**DO THIS:**
Reproduce the listing below with every "job" changed to "request" and every other line kept as it is.

**SUPPLIED RECORDS:**
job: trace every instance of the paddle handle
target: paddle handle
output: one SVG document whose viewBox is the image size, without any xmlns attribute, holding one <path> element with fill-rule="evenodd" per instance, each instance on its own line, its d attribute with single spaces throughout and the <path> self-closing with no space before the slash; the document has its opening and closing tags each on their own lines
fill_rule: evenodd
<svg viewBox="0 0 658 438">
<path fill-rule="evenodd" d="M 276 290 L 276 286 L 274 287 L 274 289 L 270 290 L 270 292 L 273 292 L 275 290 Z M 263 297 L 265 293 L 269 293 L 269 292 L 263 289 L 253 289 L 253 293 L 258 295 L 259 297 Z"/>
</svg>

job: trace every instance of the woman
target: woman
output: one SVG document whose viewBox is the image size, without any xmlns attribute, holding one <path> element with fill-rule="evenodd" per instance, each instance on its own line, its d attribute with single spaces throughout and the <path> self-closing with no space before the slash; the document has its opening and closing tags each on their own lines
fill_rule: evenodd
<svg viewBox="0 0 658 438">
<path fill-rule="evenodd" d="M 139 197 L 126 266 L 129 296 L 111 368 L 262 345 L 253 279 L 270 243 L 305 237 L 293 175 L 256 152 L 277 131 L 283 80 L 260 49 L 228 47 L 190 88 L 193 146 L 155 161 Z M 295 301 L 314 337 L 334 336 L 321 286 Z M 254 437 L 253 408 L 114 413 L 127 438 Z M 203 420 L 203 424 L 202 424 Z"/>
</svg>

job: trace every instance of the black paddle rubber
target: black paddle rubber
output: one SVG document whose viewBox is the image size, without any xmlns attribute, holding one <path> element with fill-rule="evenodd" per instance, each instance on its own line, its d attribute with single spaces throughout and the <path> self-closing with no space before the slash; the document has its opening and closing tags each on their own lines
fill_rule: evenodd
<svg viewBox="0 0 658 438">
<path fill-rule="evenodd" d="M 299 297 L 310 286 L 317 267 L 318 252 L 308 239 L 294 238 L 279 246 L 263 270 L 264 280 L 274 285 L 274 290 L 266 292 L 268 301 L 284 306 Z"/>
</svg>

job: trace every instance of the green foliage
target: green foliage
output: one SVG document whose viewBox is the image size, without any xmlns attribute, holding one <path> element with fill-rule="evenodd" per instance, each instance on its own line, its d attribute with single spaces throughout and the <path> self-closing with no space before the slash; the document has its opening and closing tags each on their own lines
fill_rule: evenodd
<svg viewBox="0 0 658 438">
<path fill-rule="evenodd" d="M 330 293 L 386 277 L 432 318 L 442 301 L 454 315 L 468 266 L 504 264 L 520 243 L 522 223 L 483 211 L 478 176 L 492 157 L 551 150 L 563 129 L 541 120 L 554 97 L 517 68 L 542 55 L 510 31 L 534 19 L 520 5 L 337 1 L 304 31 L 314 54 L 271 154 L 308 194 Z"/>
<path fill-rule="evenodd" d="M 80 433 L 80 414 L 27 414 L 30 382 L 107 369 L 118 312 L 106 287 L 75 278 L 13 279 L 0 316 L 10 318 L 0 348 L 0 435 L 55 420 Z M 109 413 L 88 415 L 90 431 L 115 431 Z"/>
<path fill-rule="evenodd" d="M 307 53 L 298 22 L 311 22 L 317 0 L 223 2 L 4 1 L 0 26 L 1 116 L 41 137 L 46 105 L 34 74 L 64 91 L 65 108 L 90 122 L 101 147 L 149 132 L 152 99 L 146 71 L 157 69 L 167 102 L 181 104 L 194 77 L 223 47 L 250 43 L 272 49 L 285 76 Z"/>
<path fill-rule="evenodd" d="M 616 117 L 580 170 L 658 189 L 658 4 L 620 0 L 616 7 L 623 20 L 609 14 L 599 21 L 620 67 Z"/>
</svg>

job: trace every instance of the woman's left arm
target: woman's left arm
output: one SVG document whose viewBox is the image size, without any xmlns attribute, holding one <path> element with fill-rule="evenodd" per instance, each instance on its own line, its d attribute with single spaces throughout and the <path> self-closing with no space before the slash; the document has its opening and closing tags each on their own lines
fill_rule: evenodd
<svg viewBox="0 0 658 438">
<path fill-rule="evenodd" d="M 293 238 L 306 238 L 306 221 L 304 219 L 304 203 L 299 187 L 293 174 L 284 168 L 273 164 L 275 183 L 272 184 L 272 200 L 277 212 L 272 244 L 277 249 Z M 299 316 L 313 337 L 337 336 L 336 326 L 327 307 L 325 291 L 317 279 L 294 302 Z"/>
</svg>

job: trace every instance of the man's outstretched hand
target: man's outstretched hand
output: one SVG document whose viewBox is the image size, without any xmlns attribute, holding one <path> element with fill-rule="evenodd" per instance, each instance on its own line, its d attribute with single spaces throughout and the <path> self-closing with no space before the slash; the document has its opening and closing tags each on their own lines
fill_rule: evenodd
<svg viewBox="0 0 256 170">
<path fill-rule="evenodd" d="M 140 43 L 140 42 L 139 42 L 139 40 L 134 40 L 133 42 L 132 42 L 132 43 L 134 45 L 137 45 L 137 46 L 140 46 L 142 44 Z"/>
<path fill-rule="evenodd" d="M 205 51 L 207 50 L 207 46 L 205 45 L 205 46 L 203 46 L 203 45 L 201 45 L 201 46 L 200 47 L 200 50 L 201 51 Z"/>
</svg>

**CORRECT OUTPUT:**
request: trace every instance of the paddle handle
target: paddle handle
output: one SVG document whose viewBox is the image size, without any xmlns attribute, holding one <path> element with fill-rule="evenodd" per instance, each instance on its own line, its d attribute with single spaces throughout and the <path> self-closing with no space before the slash; the document has its opening and closing tags each on their own lines
fill_rule: evenodd
<svg viewBox="0 0 658 438">
<path fill-rule="evenodd" d="M 276 290 L 276 286 L 274 287 L 274 289 L 270 290 L 270 292 L 273 292 L 275 290 Z M 263 297 L 265 293 L 269 293 L 269 292 L 263 289 L 253 289 L 253 293 L 258 295 L 259 297 Z"/>
</svg>

request: trace every instance of the woman
target: woman
output: one SVG document whose viewBox is the image size, without any xmlns attribute, holding one <path> element with fill-rule="evenodd" per instance, each instance on its own line, its d attribute with single spaces throughout and the <path> self-closing with no space before the slash; the document has its opening and closing tags each on their own lines
fill_rule: evenodd
<svg viewBox="0 0 658 438">
<path fill-rule="evenodd" d="M 139 197 L 126 266 L 129 296 L 111 368 L 262 345 L 253 279 L 270 243 L 305 237 L 293 175 L 256 152 L 277 131 L 283 80 L 260 49 L 228 47 L 190 88 L 193 146 L 155 161 Z M 295 301 L 314 337 L 334 336 L 321 286 Z M 254 437 L 253 408 L 114 413 L 127 438 Z M 203 420 L 203 424 L 202 424 Z"/>
</svg>

request: trace every instance of the black paddle rubber
target: black paddle rubber
output: one SVG document whose viewBox is the image size, without any xmlns attribute, holding one <path> element with fill-rule="evenodd" per instance, each instance on its own line, its d attribute with single spaces throughout and the <path> self-closing with no space before the slash; the document has its opening and closing tags each on their own lines
fill_rule: evenodd
<svg viewBox="0 0 658 438">
<path fill-rule="evenodd" d="M 299 297 L 310 286 L 317 267 L 318 252 L 308 239 L 294 238 L 279 246 L 263 270 L 264 280 L 274 285 L 274 290 L 266 292 L 268 301 L 284 306 Z"/>
</svg>

request: trace every instance of the green foliage
target: green foliage
output: one SVG document whose viewBox is the image size, without any xmlns attribute, holding one <path> element with fill-rule="evenodd" per instance, each instance on its own line, its d attribute with single spaces throughout and the <path> self-closing with no space before the slash; the document has its opening and closing tags each on their own lines
fill_rule: evenodd
<svg viewBox="0 0 658 438">
<path fill-rule="evenodd" d="M 330 293 L 386 277 L 432 318 L 442 301 L 454 315 L 468 266 L 504 264 L 520 243 L 522 223 L 483 211 L 478 176 L 492 157 L 551 150 L 563 129 L 541 120 L 554 97 L 517 68 L 542 55 L 510 31 L 534 19 L 520 5 L 337 1 L 304 31 L 314 54 L 271 154 L 308 194 Z"/>
<path fill-rule="evenodd" d="M 80 433 L 80 414 L 27 414 L 30 382 L 107 369 L 118 312 L 106 287 L 75 278 L 13 279 L 0 316 L 10 318 L 0 348 L 0 435 L 55 420 Z M 109 413 L 88 415 L 90 431 L 115 431 Z"/>
<path fill-rule="evenodd" d="M 307 53 L 298 22 L 311 22 L 317 0 L 223 2 L 4 1 L 0 26 L 1 116 L 41 137 L 46 105 L 34 74 L 64 91 L 65 108 L 90 122 L 101 147 L 149 132 L 152 99 L 146 71 L 157 69 L 167 102 L 181 104 L 194 77 L 223 47 L 250 43 L 272 49 L 285 76 Z"/>
<path fill-rule="evenodd" d="M 616 117 L 580 170 L 658 189 L 658 4 L 620 0 L 616 7 L 623 20 L 609 14 L 599 21 L 620 67 Z"/>
</svg>

request: trace every instance of the woman's left arm
target: woman's left arm
output: one SVG document whose viewBox is the image size, without any xmlns attribute, holding one <path> element with fill-rule="evenodd" per instance, each instance on its own line, its d attribute with single spaces throughout and the <path> self-closing with no space before the slash; the document has its opening and closing tags each on their own lines
fill_rule: evenodd
<svg viewBox="0 0 658 438">
<path fill-rule="evenodd" d="M 293 238 L 306 238 L 306 221 L 304 219 L 304 203 L 299 187 L 293 174 L 284 168 L 273 164 L 275 183 L 272 184 L 272 200 L 277 212 L 272 244 L 277 249 Z M 299 316 L 313 337 L 337 336 L 336 326 L 327 307 L 325 291 L 317 279 L 294 302 Z"/>
</svg>

request: trace every instance of the man's outstretched hand
target: man's outstretched hand
output: one SVG document whose viewBox is the image size, without any xmlns attribute, holding one <path> element with fill-rule="evenodd" per instance, each instance on its own line, its d attribute with single spaces throughout and the <path> self-closing with no space before the slash; the document has its opening and closing tags each on their own lines
fill_rule: evenodd
<svg viewBox="0 0 256 170">
<path fill-rule="evenodd" d="M 140 43 L 140 42 L 139 42 L 139 40 L 134 40 L 133 42 L 132 42 L 132 43 L 134 45 L 137 45 L 137 46 L 140 46 L 142 44 Z"/>
<path fill-rule="evenodd" d="M 205 51 L 207 50 L 207 46 L 205 45 L 205 46 L 203 46 L 203 45 L 201 45 L 201 46 L 200 47 L 200 50 L 201 51 Z"/>
</svg>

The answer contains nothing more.